* **SOURCE TEXT**:
┌──
The team emphasized that cross-linking in the tree is used only to deal with OCV skew and not structural skew to avoid creating large short-circuit currents. Also, if analysis showed cross-linking as likely to increase jitter on a path, it was not used.

A further problem with the clock mesh is its high demand for routing resource as the fabric is typically quite dense and the inability to use clock gating in different levels of the structure. The gating has to be performed at the local level only, with placement used to group cells activated by the same gate signal to reduce the amount of routing needed. The large capacitance of the cross-linked mesh also incurs a power penalty of its own. Synopsys reported an average of a 30 per cent increase in power in 2009.

Multisource CTS and H-trees

Another compromise between mesh and tree is multisource CTS in which the mesh is raised to a higher level with trees delivering the clock signal to the sinks. This provides more trade-offs in terms of clock control and allows a coarser and less power-hungry mesh to be used while still providing some of the OCV advantage of the grid structure. Synopsys has said the power consumption of multisource CTS is generally closer to that of a conventional CTS tree but provides many of the benefits of a mesh under OCV. However, the mesh can need manual assistance to deal with blockages caused by macros and power connections within the SoC.

The pre-mesh drivers for clock tree can be be organized in form of H-trees, five-driver branches that trace the shape of a letter H. The H-tree shape provides a naturally balanced structure that minimizes skew through its natural routing symmetry that is not as OCV-resistant as a mesh but provides better stability over temperature and voltage corners than regular CTS.

Ideally, H-trees would be used in full CTS implementations to deliver clock signals to the actual sinks. But routing blockages and other issues have made it difficult to implement in practice as manual assistance may be needed to deal with blockages, complicating sign-off. Although it may be comparatively easy to ensure that the terminals are balanced symmetrically perhaps with some routing jogs to avoid large memories and other macros in the top levels of the tree, this becomes progressively more time-consuming and difficult as the clock tree divides towards the sinks. Because of the manual intervention normally required the H-tree structure is not often used in CTS flows.
└──
* **PROVIDED INFORMATION**:
┌──
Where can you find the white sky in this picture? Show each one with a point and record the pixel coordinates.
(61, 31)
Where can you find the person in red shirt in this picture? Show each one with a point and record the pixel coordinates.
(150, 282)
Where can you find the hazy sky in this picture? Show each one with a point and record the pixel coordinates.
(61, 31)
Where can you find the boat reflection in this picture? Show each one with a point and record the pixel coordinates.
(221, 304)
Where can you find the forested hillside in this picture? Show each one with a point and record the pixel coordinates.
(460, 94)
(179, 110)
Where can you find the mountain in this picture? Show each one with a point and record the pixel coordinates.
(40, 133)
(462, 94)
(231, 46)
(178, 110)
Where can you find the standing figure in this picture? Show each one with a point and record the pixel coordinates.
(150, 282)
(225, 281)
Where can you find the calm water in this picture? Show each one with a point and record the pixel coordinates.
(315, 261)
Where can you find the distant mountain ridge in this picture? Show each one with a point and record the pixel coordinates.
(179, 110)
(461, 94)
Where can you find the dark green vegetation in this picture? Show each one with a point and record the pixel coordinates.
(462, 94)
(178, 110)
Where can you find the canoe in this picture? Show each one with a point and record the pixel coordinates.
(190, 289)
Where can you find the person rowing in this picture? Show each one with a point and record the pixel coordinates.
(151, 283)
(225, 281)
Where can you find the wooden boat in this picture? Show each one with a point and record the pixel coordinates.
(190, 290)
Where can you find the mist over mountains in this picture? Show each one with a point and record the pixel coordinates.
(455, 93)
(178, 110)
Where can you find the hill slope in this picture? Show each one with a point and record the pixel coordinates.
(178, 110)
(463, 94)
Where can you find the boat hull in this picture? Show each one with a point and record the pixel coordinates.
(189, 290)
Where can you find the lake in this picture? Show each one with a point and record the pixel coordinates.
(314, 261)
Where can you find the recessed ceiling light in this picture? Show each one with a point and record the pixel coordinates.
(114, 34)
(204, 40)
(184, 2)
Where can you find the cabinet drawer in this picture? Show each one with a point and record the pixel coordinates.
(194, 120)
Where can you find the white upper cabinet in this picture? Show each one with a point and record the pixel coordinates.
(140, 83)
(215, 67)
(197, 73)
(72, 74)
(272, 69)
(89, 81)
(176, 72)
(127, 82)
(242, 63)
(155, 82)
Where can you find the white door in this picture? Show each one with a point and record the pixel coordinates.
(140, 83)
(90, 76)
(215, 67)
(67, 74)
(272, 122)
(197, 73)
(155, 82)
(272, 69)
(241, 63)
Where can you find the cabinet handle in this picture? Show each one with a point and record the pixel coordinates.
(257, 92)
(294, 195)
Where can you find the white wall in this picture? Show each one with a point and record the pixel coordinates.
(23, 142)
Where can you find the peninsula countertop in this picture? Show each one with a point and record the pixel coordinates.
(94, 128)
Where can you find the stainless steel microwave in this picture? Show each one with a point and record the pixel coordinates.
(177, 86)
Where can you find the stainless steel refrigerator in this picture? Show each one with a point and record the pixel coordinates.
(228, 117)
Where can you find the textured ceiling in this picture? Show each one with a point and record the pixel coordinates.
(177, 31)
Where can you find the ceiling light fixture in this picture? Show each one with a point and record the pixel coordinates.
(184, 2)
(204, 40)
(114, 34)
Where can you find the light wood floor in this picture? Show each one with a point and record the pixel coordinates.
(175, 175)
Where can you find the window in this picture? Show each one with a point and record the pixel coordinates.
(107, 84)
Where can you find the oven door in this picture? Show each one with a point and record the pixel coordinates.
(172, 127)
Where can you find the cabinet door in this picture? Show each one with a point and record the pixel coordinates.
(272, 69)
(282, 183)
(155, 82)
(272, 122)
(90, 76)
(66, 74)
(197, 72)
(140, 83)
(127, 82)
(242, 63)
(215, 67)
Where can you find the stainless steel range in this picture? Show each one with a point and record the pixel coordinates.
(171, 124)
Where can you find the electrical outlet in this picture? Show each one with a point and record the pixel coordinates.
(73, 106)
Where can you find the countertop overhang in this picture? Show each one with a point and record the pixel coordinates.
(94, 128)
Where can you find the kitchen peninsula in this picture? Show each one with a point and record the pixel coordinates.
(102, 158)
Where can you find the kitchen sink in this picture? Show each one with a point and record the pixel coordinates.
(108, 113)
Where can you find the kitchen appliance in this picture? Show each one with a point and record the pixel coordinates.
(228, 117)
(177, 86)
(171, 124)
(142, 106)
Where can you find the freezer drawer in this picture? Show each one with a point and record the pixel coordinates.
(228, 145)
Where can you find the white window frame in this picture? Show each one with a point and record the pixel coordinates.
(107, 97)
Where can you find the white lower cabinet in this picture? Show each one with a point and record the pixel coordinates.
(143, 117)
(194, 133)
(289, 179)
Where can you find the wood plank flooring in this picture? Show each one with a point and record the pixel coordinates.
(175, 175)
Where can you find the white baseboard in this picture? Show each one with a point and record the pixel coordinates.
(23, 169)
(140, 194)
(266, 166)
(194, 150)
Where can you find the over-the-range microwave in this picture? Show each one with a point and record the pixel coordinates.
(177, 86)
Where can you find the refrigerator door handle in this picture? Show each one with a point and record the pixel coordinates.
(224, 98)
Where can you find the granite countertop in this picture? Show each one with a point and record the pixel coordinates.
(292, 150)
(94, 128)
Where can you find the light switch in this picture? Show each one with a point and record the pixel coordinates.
└──
* **YOUR TASKS**:
1) According to the clock distribution text, what average power increase did Synopsys report in 2009 for the cross-linked mesh?
2) Summarize the clock distribution text in two sentences.
3) Please repeat a passage from the clock distribution text, starting at the words "The pre-mesh drivers" and ending after "than regular CTS.".
The rows have nothing to do with the work here.

* **SOLUTIONS TO THE PROBLEMS**:
1) An average increase of 30 percent.

2) A clock mesh demands heavy routing, allows clock gating only at the local level, and carries a power penalty from its large capacitance. Multisource CTS offers a compromise between mesh and tree, and its pre-mesh drivers can be organized as H-trees, but the manual help needed with blockages means H-trees are not often used in CTS flows.

3)
The pre-mesh drivers for clock tree can be be organized in form of H-trees, five-driver branches that trace the shape of a letter H. The H-tree shape provides a naturally balanced structure that minimizes skew through its natural routing symmetry that is not as OCV-resistant as a mesh but provides better stability over temperature and voltage corners than regular CTS.